Records from a collection
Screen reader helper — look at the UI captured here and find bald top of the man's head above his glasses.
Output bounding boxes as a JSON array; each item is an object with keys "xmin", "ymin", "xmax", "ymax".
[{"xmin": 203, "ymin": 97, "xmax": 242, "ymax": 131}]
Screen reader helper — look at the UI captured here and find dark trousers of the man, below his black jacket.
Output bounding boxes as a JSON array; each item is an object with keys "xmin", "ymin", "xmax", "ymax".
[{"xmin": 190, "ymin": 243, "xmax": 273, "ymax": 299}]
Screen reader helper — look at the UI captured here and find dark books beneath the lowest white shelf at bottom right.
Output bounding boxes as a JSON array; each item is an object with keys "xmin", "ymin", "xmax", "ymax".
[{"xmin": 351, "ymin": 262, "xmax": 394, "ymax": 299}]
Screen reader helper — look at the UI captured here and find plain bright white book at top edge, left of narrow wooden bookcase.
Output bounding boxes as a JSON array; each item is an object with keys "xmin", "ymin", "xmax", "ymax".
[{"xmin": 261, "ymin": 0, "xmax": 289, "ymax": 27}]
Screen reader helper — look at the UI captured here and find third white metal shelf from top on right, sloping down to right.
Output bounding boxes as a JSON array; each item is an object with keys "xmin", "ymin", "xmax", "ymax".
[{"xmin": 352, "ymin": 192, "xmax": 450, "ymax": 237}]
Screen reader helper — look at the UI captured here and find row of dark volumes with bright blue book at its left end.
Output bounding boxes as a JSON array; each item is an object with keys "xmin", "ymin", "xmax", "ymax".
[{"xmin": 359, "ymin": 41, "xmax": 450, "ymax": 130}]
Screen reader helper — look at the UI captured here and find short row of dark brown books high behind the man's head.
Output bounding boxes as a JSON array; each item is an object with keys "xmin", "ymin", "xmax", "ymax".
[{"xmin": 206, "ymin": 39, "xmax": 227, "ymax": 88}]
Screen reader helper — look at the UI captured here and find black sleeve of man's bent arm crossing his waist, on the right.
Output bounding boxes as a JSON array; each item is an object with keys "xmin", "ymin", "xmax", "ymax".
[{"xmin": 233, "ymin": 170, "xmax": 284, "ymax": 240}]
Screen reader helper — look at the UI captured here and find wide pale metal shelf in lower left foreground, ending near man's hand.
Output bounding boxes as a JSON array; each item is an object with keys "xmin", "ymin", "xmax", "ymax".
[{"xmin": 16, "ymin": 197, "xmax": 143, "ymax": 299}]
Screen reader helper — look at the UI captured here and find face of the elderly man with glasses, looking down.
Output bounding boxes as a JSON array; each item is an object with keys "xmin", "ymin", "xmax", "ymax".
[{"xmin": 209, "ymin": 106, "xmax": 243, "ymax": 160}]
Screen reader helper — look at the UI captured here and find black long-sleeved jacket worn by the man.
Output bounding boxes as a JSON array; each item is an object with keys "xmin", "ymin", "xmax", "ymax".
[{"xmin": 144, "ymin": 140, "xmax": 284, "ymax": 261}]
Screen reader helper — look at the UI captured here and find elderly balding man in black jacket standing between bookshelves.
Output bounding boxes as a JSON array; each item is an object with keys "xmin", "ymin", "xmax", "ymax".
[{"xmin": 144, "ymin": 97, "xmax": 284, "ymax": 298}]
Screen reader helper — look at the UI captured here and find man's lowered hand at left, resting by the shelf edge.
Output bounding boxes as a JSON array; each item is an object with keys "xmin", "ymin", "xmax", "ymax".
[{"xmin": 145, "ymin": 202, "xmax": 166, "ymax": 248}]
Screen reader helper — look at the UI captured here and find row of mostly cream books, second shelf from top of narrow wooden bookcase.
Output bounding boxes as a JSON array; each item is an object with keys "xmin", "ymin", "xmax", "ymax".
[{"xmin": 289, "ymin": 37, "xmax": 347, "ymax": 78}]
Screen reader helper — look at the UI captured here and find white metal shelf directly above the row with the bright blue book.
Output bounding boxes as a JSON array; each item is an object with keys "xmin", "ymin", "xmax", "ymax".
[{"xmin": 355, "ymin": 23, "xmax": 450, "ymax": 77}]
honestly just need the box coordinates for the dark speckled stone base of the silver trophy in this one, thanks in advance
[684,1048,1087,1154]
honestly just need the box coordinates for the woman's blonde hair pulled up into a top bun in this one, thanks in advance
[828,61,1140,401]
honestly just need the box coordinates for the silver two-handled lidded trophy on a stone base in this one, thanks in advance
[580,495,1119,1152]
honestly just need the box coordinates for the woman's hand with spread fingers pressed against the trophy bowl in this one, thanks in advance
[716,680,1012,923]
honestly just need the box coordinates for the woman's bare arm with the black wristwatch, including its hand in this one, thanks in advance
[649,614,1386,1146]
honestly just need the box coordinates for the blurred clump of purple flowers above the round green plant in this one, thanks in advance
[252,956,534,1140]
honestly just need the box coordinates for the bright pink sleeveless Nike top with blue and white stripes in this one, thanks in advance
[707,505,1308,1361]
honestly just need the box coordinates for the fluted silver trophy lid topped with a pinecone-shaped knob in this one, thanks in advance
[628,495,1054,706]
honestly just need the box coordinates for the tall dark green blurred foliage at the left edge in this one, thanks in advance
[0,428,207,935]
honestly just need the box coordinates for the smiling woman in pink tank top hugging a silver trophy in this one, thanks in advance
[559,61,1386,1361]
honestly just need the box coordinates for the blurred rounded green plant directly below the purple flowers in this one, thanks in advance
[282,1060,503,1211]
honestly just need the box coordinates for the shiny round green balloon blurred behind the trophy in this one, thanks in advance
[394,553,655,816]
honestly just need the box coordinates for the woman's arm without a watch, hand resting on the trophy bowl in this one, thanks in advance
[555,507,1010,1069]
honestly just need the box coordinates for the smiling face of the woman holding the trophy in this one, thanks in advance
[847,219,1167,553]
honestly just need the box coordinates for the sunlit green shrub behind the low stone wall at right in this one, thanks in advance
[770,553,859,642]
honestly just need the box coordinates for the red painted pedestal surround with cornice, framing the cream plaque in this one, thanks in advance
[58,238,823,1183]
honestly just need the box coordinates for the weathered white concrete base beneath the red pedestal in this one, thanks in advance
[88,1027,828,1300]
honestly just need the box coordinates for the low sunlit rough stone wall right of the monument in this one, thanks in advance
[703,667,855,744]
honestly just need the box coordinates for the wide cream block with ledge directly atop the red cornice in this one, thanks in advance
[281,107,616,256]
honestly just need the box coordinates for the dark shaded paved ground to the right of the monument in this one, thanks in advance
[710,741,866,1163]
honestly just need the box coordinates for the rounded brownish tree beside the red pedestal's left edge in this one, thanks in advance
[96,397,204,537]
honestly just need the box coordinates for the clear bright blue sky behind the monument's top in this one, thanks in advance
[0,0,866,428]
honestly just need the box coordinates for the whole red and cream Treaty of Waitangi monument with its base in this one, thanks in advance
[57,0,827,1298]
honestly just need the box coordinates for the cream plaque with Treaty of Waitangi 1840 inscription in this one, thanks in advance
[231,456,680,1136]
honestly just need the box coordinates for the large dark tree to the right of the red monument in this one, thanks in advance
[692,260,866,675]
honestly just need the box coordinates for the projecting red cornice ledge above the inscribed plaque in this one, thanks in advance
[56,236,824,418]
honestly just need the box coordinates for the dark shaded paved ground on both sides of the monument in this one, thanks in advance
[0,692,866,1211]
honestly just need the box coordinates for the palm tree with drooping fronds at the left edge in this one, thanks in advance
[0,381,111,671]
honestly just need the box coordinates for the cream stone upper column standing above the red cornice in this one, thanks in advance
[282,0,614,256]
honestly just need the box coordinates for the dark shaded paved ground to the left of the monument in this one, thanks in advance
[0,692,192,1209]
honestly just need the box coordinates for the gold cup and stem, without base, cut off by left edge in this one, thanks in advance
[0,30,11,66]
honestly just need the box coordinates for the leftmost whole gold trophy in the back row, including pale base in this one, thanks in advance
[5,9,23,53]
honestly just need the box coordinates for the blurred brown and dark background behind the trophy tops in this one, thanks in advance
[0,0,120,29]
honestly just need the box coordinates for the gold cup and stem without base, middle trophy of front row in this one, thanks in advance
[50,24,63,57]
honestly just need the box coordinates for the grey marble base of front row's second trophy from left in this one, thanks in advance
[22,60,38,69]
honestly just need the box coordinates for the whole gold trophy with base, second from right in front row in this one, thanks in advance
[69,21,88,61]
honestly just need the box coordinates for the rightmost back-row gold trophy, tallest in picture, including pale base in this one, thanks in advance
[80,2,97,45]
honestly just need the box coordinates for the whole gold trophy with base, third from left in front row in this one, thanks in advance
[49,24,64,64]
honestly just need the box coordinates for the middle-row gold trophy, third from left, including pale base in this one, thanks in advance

Work task:
Pull out the lines above in which the word "elderly" appears.

Result of the exercise:
Screen reader helper — look at the UI captured here and find face of the elderly man with glasses, looking down.
Screen reader helper — look at the UI captured here and find elderly balding man in black jacket standing between bookshelves.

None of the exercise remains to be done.